------ Selected excerpt ------

Sunday, February 17, 2008
Ken Sumka is the afternoon airborne reporter for WBBM-Newsradio 780 and a weekend/overnight jock at WXRT (93.1 FM).
1984-1988: WGHS 88.5 FM "The Castle That Rocks" Glenbard West HS. Glen Ellyn, IL Sadly they shut it down circa 1989. I was a disc jockey all four years and Music Director in 1986 (A helluva year for great music)
1988-1993: KRUI 89.7 FM Iowa City The Student-run FM station of the University of Iowa. I was a jock, news anchor, did some play-by-play for Iowa Baseball, Administrative Director circa 1990. On 11/1/91, a gunman opened fire at serveral buildings on campus, killing five, severely maiming one and killing himself. Our news staff (including me) happened to be on duty and we ended up covering the tragedy for worldwide media outlets, including CNN, BBC, Reuters, AP, UPI and also WBBM-AM, WLS-AM and WGN-AM in Chicago.
Summer 1991: Interned at WYSY-FM, Aurora, IL (Y108: "Doin' it in the burbs") in the Production Department
Fall 1991-1993: KQCR-FM "Q103" Cedar Rapids, IA Weekend and overnight jock Hot A/C. Used airname Kenny Summers. Played Paula Abdul and Michael Bolton.
January 1993-January 1994: WCBR-FM 92.7, Arlington Heights, IL "The Bear" Afternoon Drive (1:30-6PM) Hired and fired on the same day, one year apart.
January 1994-Present: WXRT-FM, Chicago, IL Weekends and overnights. Sunday-Tuesday: Overnights, Saturday 7PM-11PM.
May 1998-September, 2001--March 2003-Present: Shadow Broadcast Services, Chicago, IL Started out as fill-in then full-time afternoon airborne reporter for WMAQ-AM from 1998 until MAQ became The Score, then was full-time Afternoon Reporter for WBBM-AM from then until 9/11/01, when airborne operation ceased for awhile. During this time, I also did fill-in work in the chopper for WGN TV and radio, WMAQ-TV and WBBM TV and Radio. I also was an in-studio traffic reporter/editor at Shadow for WGN, WBBM, WGCI, WAIT and a News Anchor for WMRO. Then in March of 2003, I came back to Shadow as full-time afternoon airborne reporter again for WBBM-AM.
Rick: The big news this week is that WXRT will be moving from their long-time home at 4949 W. Belmont. As someone who has worked there since 1994, you must have some feelings on the subject. How did you react when you heard the news?
Ken: My first reaction--other than surprise that Michael Damsky was gone--was, "now I'm going to have to pay for parking". We have a really nice, secure lot at 4949 and it's free. And there's a vibe at that building that comes from being away from downtown. There are some unknowns that cause a little worry-like what sort of consolidation might happen with us sharing a space and personnel at NBC Tower. There's always some fear with change and the first thing you think about are the negatives, but I'm sure there are going to be some positive things to come out of it as well. I bet the view's terrific.

------ Provided data ------

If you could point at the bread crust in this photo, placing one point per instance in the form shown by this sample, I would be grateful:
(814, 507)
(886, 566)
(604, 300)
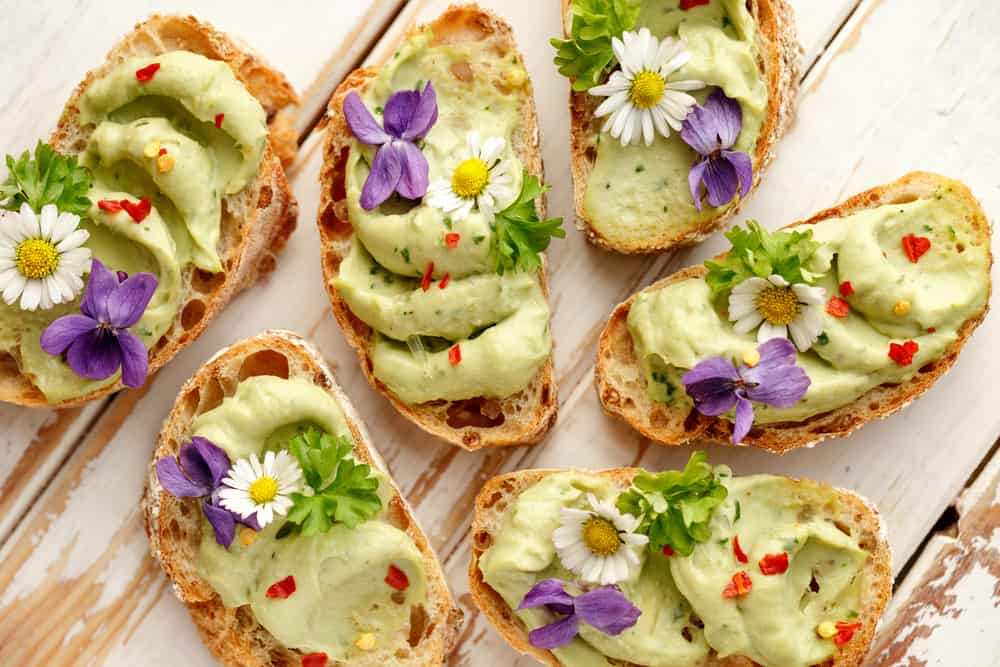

------

Short exercise 1 — In the radio career profile, what airname did Ken Sumka use at KQCR-FM?
Short exercise 2 — Reproduce the radio career profile between "January 1994-Present: WXRT-FM, Chicago, IL" and "again for WBBM-AM.", inclusive.
The data has no connection to the radio career profile.

Full solution 1 — Kenny Summers

Full solution 2 —
January 1994-Present: WXRT-FM, Chicago, IL Weekends and overnights. Sunday-Tuesday: Overnights, Saturday 7PM-11PM.
May 1998-September, 2001--March 2003-Present: Shadow Broadcast Services, Chicago, IL Started out as fill-in then full-time afternoon airborne reporter for WMAQ-AM from 1998 until MAQ became The Score, then was full-time Afternoon Reporter for WBBM-AM from then until 9/11/01, when airborne operation ceased for awhile. During this time, I also did fill-in work in the chopper for WGN TV and radio, WMAQ-TV and WBBM TV and Radio. I also was an in-studio traffic reporter/editor at Shadow for WGN, WBBM, WGCI, WAIT and a News Anchor for WMRO. Then in March of 2003, I came back to Shadow as full-time afternoon airborne reporter again for WBBM-AM.